### Problem to work on
An exact reproduction of each record is required.

### Given data
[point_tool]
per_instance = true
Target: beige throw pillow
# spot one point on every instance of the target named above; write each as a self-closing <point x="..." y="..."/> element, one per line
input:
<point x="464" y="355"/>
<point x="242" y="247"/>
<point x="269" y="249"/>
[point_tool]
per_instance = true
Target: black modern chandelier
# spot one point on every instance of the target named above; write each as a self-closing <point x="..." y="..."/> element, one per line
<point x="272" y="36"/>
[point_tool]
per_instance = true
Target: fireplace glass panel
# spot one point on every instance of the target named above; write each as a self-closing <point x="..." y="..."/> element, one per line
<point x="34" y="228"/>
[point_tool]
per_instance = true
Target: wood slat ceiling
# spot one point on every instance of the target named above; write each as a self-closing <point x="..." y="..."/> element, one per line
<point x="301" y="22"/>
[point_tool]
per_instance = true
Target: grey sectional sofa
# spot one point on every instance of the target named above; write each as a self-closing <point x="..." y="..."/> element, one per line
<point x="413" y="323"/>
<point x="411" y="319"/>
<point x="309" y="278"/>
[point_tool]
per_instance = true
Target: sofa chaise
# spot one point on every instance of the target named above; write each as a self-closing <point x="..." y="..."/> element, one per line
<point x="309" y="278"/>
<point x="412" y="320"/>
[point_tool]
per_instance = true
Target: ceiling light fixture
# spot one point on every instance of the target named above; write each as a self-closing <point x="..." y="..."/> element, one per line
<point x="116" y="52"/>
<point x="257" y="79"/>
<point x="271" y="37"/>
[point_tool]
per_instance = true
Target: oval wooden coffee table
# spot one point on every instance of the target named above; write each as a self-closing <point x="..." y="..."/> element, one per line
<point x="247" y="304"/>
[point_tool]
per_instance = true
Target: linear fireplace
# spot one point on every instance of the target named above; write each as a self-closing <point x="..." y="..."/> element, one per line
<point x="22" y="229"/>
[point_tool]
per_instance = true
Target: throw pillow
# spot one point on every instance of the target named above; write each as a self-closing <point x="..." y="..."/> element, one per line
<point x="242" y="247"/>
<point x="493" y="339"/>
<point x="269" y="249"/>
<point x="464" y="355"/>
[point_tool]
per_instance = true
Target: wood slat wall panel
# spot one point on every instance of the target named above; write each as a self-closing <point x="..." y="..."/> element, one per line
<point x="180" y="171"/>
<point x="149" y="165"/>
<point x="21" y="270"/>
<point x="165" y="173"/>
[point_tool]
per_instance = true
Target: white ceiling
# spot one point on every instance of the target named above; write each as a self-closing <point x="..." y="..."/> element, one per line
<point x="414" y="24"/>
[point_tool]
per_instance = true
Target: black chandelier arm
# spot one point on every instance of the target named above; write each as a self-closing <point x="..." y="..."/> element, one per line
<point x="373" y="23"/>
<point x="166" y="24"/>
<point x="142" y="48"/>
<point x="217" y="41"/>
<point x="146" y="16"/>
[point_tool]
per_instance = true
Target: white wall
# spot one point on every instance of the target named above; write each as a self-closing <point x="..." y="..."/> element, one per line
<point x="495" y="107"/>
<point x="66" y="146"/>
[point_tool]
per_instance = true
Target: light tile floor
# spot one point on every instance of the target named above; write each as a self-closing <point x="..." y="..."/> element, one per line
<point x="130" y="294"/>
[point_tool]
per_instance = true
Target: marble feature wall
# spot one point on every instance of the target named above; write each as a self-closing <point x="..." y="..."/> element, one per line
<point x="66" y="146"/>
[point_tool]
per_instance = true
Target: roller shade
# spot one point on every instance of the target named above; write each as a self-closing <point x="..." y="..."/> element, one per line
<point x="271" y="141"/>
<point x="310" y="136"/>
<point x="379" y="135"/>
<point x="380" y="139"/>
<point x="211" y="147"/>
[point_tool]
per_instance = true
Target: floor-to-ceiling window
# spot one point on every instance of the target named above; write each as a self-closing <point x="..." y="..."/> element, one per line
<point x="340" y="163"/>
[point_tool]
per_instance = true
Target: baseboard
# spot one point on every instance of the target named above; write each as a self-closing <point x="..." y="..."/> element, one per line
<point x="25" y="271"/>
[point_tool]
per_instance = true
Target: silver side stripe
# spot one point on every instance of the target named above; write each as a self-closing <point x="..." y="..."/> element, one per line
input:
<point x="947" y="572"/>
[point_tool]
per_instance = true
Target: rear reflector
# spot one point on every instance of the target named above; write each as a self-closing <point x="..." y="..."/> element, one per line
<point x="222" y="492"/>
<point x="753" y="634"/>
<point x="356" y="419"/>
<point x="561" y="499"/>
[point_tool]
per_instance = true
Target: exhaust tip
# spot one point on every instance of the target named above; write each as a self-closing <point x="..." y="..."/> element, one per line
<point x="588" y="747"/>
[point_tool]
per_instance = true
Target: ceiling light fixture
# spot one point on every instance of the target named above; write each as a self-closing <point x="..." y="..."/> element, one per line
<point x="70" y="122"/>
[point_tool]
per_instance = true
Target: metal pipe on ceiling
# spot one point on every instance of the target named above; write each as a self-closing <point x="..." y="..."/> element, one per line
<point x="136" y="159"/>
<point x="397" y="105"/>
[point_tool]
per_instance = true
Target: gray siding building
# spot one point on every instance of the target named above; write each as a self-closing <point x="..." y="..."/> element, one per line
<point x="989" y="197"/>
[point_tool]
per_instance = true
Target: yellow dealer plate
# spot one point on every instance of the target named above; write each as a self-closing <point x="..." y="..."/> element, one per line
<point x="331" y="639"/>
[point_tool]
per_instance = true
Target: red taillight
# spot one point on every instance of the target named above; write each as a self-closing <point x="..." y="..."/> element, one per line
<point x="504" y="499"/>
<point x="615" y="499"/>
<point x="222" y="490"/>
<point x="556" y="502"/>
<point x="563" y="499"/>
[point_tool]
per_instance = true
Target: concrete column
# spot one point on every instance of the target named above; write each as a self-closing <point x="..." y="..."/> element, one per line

### Exercise result
[point_tool]
per_instance = true
Target: beige throw pillow
# spot one point on every instance of the target named above; write each as a self-closing <point x="..." y="..."/> element, one per line
input:
<point x="464" y="355"/>
<point x="242" y="247"/>
<point x="269" y="249"/>
[point_tool]
per_instance = true
Target: black modern chandelier
# spot one point on every instance of the target named above; write each as a self-closing <point x="..." y="..."/> element, one per line
<point x="272" y="36"/>
[point_tool]
per_instance = true
Target: fireplace glass panel
# spot one point on every instance of the target named above; write each as a self-closing <point x="..." y="..."/> element, one per line
<point x="34" y="228"/>
[point_tool]
per_instance = true
Target: wood slat ceiling
# spot one point on every instance of the target named above; write each as a self-closing <point x="..." y="..."/> element, one per line
<point x="301" y="22"/>
[point_tool]
per_instance = true
Target: grey sectional sofa
# spot one point on every instance of the target named above; write each as a self-closing <point x="..." y="..."/> element, one per line
<point x="413" y="323"/>
<point x="411" y="319"/>
<point x="309" y="278"/>
[point_tool]
per_instance = true
Target: sofa chaise
# spot one point on every instance of the target named above; write each as a self-closing <point x="..." y="..."/> element, one per line
<point x="309" y="278"/>
<point x="412" y="320"/>
[point_tool]
per_instance = true
Target: ceiling light fixture
# spot one point on every instance of the target named above; write each as a self-closing <point x="..." y="..."/> element, one per line
<point x="116" y="52"/>
<point x="257" y="79"/>
<point x="271" y="37"/>
[point_tool]
per_instance = true
Target: oval wooden coffee table
# spot one point on every instance of the target named above; write each as a self-closing <point x="..." y="..."/> element, one per line
<point x="247" y="304"/>
[point_tool]
per_instance = true
Target: linear fireplace
# spot one point on every instance of the target named above; write each as a self-closing <point x="..." y="..."/> element, one per line
<point x="22" y="229"/>
[point_tool]
per_instance = true
Target: throw pillow
# spot one point on every instance of the target named above; write each as a self-closing <point x="..." y="..."/> element, one per line
<point x="242" y="247"/>
<point x="493" y="339"/>
<point x="269" y="249"/>
<point x="464" y="355"/>
[point_tool]
per_instance = true
Target: wood slat wall panel
# spot one point on every instance of the target named above; write each as a self-closing <point x="..." y="..."/> element, one per line
<point x="180" y="171"/>
<point x="149" y="165"/>
<point x="21" y="270"/>
<point x="165" y="173"/>
[point_tool]
per_instance = true
Target: white ceiling
# spot one point on every instance of the target named above; write each as a self-closing <point x="..." y="..."/> element, one per line
<point x="414" y="24"/>
[point_tool]
per_instance = true
Target: black chandelier arm
# spot one point on every instance of the target named above; write each as a self-closing <point x="..." y="..."/> element, one per line
<point x="373" y="23"/>
<point x="166" y="24"/>
<point x="142" y="48"/>
<point x="217" y="41"/>
<point x="146" y="16"/>
[point_tool]
per_instance = true
Target: white wall
# spot one point on every instance of the target named above; write each as a self-closing <point x="..." y="..."/> element, one per line
<point x="495" y="107"/>
<point x="66" y="146"/>
[point_tool]
per_instance = true
Target: light tile floor
# spot one point on every instance of the target named above; write each as a self-closing <point x="..." y="..."/> element, one per line
<point x="130" y="294"/>
[point_tool]
per_instance = true
Target: marble feature wall
# spot one point on every instance of the target named above; write each as a self-closing <point x="..." y="..."/> element, one per line
<point x="66" y="146"/>
[point_tool]
per_instance = true
Target: roller shade
# spot one point on every instance of the target named above; write each as a self-closing <point x="..." y="..."/> element, one per line
<point x="271" y="141"/>
<point x="310" y="136"/>
<point x="379" y="135"/>
<point x="380" y="139"/>
<point x="211" y="147"/>
[point_tool]
per_instance = true
Target: floor-to-ceiling window
# spot one point on every instance of the target named above; write each as a self-closing <point x="..." y="..."/> element, one per line
<point x="340" y="163"/>
[point_tool]
per_instance = true
Target: baseboard
# spot one point on every instance of the target named above; write each as a self-closing <point x="..." y="..."/> element, one per line
<point x="25" y="271"/>
[point_tool]
per_instance = true
Target: silver side stripe
# spot one point on every instance of the target named above; write each as a self-closing <point x="..." y="..."/> element, one per line
input:
<point x="947" y="572"/>
[point_tool]
per_instance = true
Target: rear reflector
# spot one point on every instance of the target named above; write each as a self-closing <point x="..." y="..."/> element, one per line
<point x="222" y="492"/>
<point x="753" y="634"/>
<point x="356" y="419"/>
<point x="561" y="499"/>
[point_tool]
per_instance = true
Target: exhaust tip
# spot one point on every instance of the target named above; write each as a self-closing <point x="..." y="..."/> element, one per line
<point x="588" y="747"/>
[point_tool]
per_instance = true
Target: ceiling light fixture
# spot one point on every instance of the target named above; write each as a self-closing <point x="..." y="..."/> element, one per line
<point x="70" y="122"/>
[point_tool]
per_instance = true
Target: metal pipe on ceiling
# spot one point on every instance of the target named above; write each as a self-closing <point x="..." y="..."/> element, one per line
<point x="136" y="159"/>
<point x="397" y="105"/>
[point_tool]
per_instance = true
Target: gray siding building
# spot one point on every instance of the target named above; write each as a self-closing <point x="..." y="..."/> element, one per line
<point x="989" y="197"/>
[point_tool]
per_instance = true
Target: yellow dealer plate
# spot one point on every instance of the target named above; write each as a self-closing <point x="..." y="..."/> element, one per line
<point x="331" y="639"/>
[point_tool]
per_instance = true
Target: red taillight
# spot one point on every instance of the target named above; write each as a self-closing <point x="..." y="..."/> element, one per line
<point x="504" y="499"/>
<point x="615" y="499"/>
<point x="222" y="490"/>
<point x="556" y="502"/>
<point x="563" y="499"/>
[point_tool]
per_instance = true
Target: concrete column
# spot one point on every instance of the target named above; write each as a self-closing <point x="..." y="..."/> element, one per line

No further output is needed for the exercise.